PASSAGE GIVEN:
.....

GitHub - JensBender/machine-learning-template: A ready-to-use Jupyter Notebook template for machine learning projects.

Developed a versatile machine learning template for streamlining data preprocessing, exploratory data analysis, and modeling for both regression and classification tasks. Integrated hyperparameter tuning, model evaluation, and selection, providing a flexible and efficient framework for machine learning workflows.

📋 Table of Contents

Summary
- Built With
Data Preprocessing
Exploratory Data Analysis (EDA)
Modeling
Getting Started
- Set Up Virtual Environment
- Set Up Environment Variables
License
Credits

🎯 Summary

This repository provides a comprehensive machine learning template in a Jupyter Notebook file to streamline the key stages of the machine learning workflow for tabular data:

Data Preprocessing:
- Load, clean, transform, and save data using pandas and sklearn.
- Handle duplicates, incorrect data types, missing values, and outliers.
- Extract features, scale numerical features, and encode categorical features.
- Split data into training, validation, and test sets.
Exploratory Data Analysis (EDA):
- Analyze descriptive statistics using pandas and numpy.
- Visualize distributions, correlations, and relationships using seaborn and matplotlib.
Modeling:
- Train baseline models and perform hyperparameter tuning for regression and classification tasks with sklearn and xgboost.
- Evaluate regression (RMSE, MAPE, R-squared) and classification models (accuracy, precision, recall, F1-score).
- Visualize feature importance, show model prediction examples, and save the final model with pickle.

This template provides a flexible, customizable foundation for various datasets and use cases, making it an ideal starting point for efficient and reproducible machine learning projects. It is specifically tailored to structured tabular data (e.g., .csv, .xls, or SQL tables) using Pandas and Scikit-learn. It is not optimized for text, image, or time series data, which require specialized preprocessing, models, and tools (e.g., TensorFlow, PyTorch).

🛠️ Built With

(back to top)

🧹 Data Preprocessing

Use pandas, sklearn, sqlalchemy, and mysql-connector-python for data loading, cleaning, transformation, and saving.

Load data:
- From a .csv file using pandas read_csv.
- From a MySQL database table using sqlalchemy, mysql-connector-python, and pandas read_sql.
Remove duplicates:
- Drop duplicate rows (e.g., based on the ID column) using pandas drop_duplicates.
Handle incorrect data types:
- Convert string columns to numerical types (pandas astype) and datetime types (pandas to_datetime).
Extract features:
- Create categorical features from string columns using custom functions with pandas apply.

.....

WHAT YOU HAVE TO DO:
According to the machine learning template page, what kinds of data is the template not optimized for?

COLLECTED MATERIAL:

.....

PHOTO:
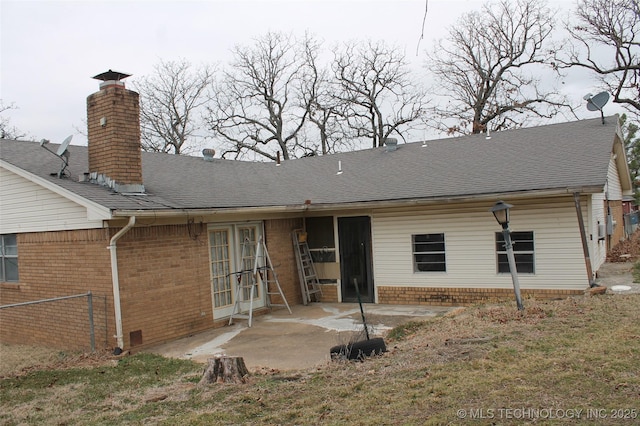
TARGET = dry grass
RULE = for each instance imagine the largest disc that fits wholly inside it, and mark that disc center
(576, 354)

.....

ANSWER TO THIS PROBLEM:
Text, image, or time series data.